● Vorliegender Text:
──────────────────────────────

«Nicht einfach eine Gemeinde – meine Heimat»
Münsingen • Ab Januar 2026 tritt Stefanie Feller ihr Amt als Gemeindepräsidentin an. Sie erhielt 75 Prozent der Stimmen. Einst war bereits ihr Vater Gemeindepräsident. «Ich möchte Münsingen lebendig halten, wie es ist, und mit anderen Gemeinden im Austausch bleiben», sagt die studierte Anwältin.

Drei Stunden vor unserem Treffen ruft Stefanie Feller an: Sie schaffe es nicht ganz, um 17.30 Uhr zu unserem gemeinsamen Termin im Restaurant Schlossgut zu sein, sagt sie. «Kein Problem», sage ich und frage, wann sie denn kommen würde? Sie würde gern den späteren Zug nehmen, damit sie ihre Arbeit noch fertig machen könne, sagt sie. Was bedeute, dass sie, das Herüberlaufen vom Bahnhof eingerechnet, «erst um 16.35 Uhr vor Ort sein werde …»
Dies Intermezzo sagt viel aus über die neue Gemeindepräsidentin: Dass sie top zuverlässig ist. Dass sie die Dinge, die sie anpackt, genau nimmt. Dass sie andere Menschen ernst nimmt. Dass sie auf die Umwelt achtet … Und sie kommt auf die Minute genau. Kant könnte die Uhr nach ihr stellen. Und sie ist, wie sie ist: Erst zurückhaltend, fast schüchtern, bald selbstsicher. Schliesslich weiss sie, was sie kann. Und sie ist unkompliziert, zugänglich, dem Gegenüber zugewandt, verständnisvoll, herzlich und sehr menschlich. Doch Vorsicht: Ein Narr, wer sie unterschätzen sollte. Äussert sie Meinungen, so hat sie diese geprüft. Sie ist eine Strategin, ganz bestimmt. Wer nun noch weiss, dass Stefanie Feller eine versierte und erprobte Anwältin ist, die voll und ganz im Leben steht, weiss, dass Münsingen gute Zeiten vor sich hat.

──────────────────────────────

● Datenauszug:
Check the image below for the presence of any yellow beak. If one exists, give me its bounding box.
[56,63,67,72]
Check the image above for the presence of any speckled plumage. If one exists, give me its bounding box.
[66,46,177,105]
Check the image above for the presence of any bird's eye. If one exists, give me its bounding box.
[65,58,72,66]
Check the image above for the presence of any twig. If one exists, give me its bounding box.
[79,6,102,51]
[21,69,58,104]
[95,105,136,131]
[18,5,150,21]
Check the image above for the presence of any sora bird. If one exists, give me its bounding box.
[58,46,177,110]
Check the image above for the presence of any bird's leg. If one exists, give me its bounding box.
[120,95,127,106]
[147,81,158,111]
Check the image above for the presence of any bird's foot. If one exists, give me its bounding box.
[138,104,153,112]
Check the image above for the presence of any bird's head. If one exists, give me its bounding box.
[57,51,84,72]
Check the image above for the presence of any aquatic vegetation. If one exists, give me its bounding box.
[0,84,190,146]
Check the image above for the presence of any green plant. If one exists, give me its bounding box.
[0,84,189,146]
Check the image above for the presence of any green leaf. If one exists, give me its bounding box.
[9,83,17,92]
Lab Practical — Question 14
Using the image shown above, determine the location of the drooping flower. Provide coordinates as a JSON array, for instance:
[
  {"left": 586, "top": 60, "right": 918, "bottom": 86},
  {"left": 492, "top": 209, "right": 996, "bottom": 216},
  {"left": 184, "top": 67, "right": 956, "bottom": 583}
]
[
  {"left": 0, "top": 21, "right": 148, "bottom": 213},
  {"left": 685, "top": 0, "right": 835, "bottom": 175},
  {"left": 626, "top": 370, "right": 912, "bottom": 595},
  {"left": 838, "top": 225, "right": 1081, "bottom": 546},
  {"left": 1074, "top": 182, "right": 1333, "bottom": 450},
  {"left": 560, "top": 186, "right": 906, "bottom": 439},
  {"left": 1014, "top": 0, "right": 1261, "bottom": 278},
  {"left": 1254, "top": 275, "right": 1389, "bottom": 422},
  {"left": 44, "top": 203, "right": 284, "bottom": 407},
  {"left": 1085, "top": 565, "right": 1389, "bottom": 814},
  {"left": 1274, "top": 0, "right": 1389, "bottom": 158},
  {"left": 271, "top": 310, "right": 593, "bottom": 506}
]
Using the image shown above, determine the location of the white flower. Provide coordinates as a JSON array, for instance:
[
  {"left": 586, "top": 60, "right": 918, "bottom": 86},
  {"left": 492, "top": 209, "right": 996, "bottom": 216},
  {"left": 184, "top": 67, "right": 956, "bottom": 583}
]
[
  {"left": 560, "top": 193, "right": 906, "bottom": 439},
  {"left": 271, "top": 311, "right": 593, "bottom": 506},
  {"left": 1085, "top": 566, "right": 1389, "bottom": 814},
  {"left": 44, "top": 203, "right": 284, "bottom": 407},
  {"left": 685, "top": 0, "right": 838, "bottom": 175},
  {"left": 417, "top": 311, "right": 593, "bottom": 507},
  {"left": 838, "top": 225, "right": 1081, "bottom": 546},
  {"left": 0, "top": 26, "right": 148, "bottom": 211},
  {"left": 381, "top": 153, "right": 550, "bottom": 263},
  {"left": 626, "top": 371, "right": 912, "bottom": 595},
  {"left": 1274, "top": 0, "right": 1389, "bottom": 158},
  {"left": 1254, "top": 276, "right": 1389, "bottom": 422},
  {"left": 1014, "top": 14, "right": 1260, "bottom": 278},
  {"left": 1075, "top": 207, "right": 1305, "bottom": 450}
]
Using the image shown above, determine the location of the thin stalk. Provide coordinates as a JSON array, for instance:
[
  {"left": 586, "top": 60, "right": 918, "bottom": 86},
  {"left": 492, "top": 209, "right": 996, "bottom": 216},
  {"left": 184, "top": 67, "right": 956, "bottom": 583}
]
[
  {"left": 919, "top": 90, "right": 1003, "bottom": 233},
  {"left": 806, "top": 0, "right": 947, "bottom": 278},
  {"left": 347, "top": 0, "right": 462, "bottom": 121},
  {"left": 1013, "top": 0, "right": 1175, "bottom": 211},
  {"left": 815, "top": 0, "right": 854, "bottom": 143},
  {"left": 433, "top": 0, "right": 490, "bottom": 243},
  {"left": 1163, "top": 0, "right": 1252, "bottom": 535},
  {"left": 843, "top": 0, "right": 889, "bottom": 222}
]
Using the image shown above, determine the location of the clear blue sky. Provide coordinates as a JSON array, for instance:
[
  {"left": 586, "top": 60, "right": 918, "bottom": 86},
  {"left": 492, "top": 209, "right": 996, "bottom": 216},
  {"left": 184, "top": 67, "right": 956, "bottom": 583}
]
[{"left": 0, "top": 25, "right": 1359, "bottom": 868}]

──────────────────────────────

● Aufgabe A:
Nenne alle Eigenschaften, die der Artikel über die neue Gemeindepräsidentin von Münsingen in dem Satz aufzählt, der mit „Und sie ist unkompliziert“ beginnt.
● Aufgabe B:
Gib aus dem Artikel über die neue Gemeindepräsidentin von Münsingen den Abschnitt wortgetreu wieder, beginnend bei „Münsingen • Ab“ und endend bei „die studierte Anwältin.“.
Die Zeilen sind hierfür ohne Belang.

● Lösung A:
unkompliziert, zugänglich, dem Gegenüber zugewandt, verständnisvoll, herzlich, sehr menschlich

● Lösung B:
Münsingen • Ab Januar 2026 tritt Stefanie Feller ihr Amt als Gemeindepräsidentin an. Sie erhielt 75 Prozent der Stimmen. Einst war bereits ihr Vater Gemeindepräsident. «Ich möchte Münsingen lebendig halten, wie es ist, und mit anderen Gemeinden im Austausch bleiben», sagt die studierte Anwältin.